- _Job A_
According to the paper listing, what kind of archive were the retrieval models tested on?

- _Selection_
** Begin **

Paper: | SLP-P15.6 |
Session: | Spoken Document Search, Navigation and Summarization |
Time: | Thursday, May 18, 14:00 - 16:00 |
Presentation: |
Poster
|
Topic: |
Speech and Spoken Language Processing: Speech data mining and document retrieval |
Title: |
Improved Spoken Document Retrieval with Dynamic Key Term Lexicon and Probabilistic Latent Semantic Analysis (PLSA) |
Authors: |
Ya-chao Hsieh, Yu-tsun Huang, Chien-chih Wang, Lin-shan Lee, National Taiwan University, Taiwan |
Abstract: |
Spoken document retrieval will be very important in the future network era. In this paper, we propose using a "dynamic key term lexicon" automatically extracted from the ever-changing document archives as an extra feature set in the retrieval task. This lexicon is much more compact but semantically rich; thus it can retrieve relevant documents more efficiently. The key terms include named entities and others selected by a new metric referred to as the term entropy here derived from probabilistic latent semantic analysis (PLSA). Various configurations of retrieval models were tested with a broadcast news archive in Mandarin Chinese and significant performance improvements were obtained, especially with the new version of PLSA models based on a key term lexicon rather than the full lexicon. |

** End **

- _Job B_
Show every line of the entries that contains the string "stem".

- _Excerpted records_
** Begin **

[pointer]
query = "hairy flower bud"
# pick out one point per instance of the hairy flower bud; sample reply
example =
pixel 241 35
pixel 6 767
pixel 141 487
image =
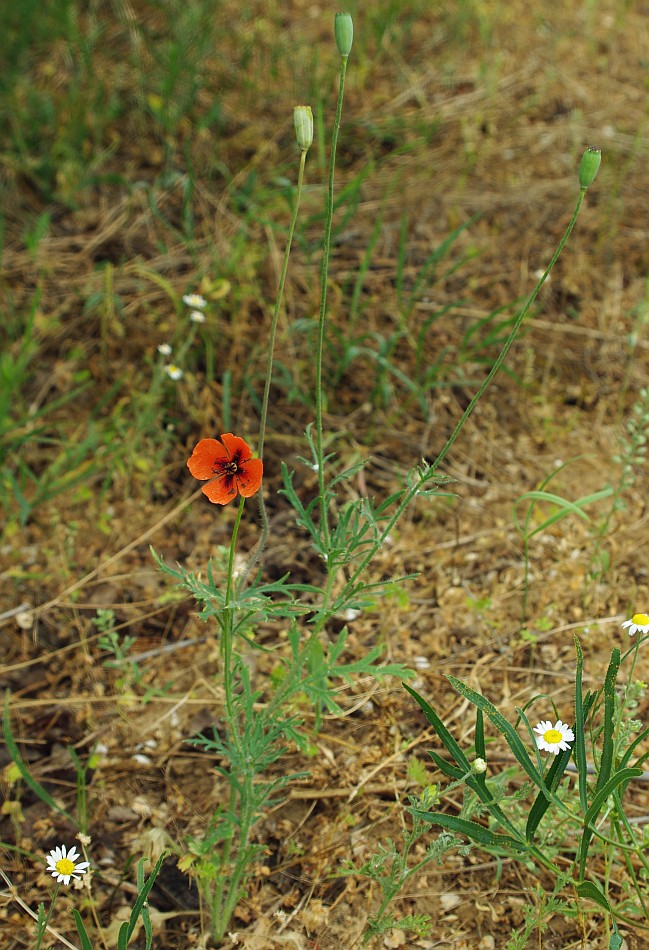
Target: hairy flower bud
pixel 590 162
pixel 344 33
pixel 303 120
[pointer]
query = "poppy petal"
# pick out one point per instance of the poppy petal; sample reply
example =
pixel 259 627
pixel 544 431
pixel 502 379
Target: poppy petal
pixel 205 454
pixel 235 444
pixel 249 477
pixel 220 491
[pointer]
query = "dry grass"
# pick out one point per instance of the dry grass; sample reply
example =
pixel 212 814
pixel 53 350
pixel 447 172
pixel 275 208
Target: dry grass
pixel 515 93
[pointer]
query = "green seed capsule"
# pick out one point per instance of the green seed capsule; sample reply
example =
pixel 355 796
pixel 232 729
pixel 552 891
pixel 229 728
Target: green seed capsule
pixel 590 162
pixel 303 120
pixel 344 32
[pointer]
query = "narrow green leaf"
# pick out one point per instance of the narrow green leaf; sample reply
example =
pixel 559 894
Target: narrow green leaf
pixel 445 767
pixel 591 892
pixel 83 936
pixel 624 775
pixel 471 829
pixel 141 898
pixel 580 729
pixel 542 801
pixel 480 745
pixel 606 763
pixel 449 742
pixel 503 726
pixel 22 767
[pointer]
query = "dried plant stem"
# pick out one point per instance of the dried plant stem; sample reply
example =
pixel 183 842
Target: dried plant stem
pixel 326 250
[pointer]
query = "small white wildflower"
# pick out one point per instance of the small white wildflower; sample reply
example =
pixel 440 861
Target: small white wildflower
pixel 555 738
pixel 64 864
pixel 195 301
pixel 639 623
pixel 174 372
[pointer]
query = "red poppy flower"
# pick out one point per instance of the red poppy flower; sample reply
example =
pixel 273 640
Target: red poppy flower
pixel 229 464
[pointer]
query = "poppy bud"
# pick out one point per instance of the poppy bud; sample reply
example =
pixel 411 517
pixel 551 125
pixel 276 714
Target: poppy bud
pixel 303 120
pixel 590 162
pixel 344 33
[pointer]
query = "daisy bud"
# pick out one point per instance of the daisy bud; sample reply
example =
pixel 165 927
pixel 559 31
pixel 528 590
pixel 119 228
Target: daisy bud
pixel 344 33
pixel 303 120
pixel 590 162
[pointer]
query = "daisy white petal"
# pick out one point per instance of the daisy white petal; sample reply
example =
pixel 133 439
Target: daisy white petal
pixel 195 301
pixel 639 623
pixel 64 865
pixel 555 738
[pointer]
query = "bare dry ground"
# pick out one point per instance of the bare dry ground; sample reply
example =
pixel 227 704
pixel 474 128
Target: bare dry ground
pixel 480 112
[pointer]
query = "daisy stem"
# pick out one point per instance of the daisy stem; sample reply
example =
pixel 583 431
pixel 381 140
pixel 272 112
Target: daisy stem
pixel 43 924
pixel 326 250
pixel 261 544
pixel 430 471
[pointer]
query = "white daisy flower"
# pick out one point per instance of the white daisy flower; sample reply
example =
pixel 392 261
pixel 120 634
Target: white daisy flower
pixel 64 864
pixel 555 738
pixel 195 301
pixel 639 623
pixel 174 372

** End **

- _Reply A_
A broadcast news archive in Mandarin Chinese.

- _Reply B_
query = "dried plant stem"
# pick out one point per instance of the dried plant stem; sample reply
Target: dried plant stem
query = "daisy stem"
# pick out one point per instance of the daisy stem; sample reply
Target: daisy stem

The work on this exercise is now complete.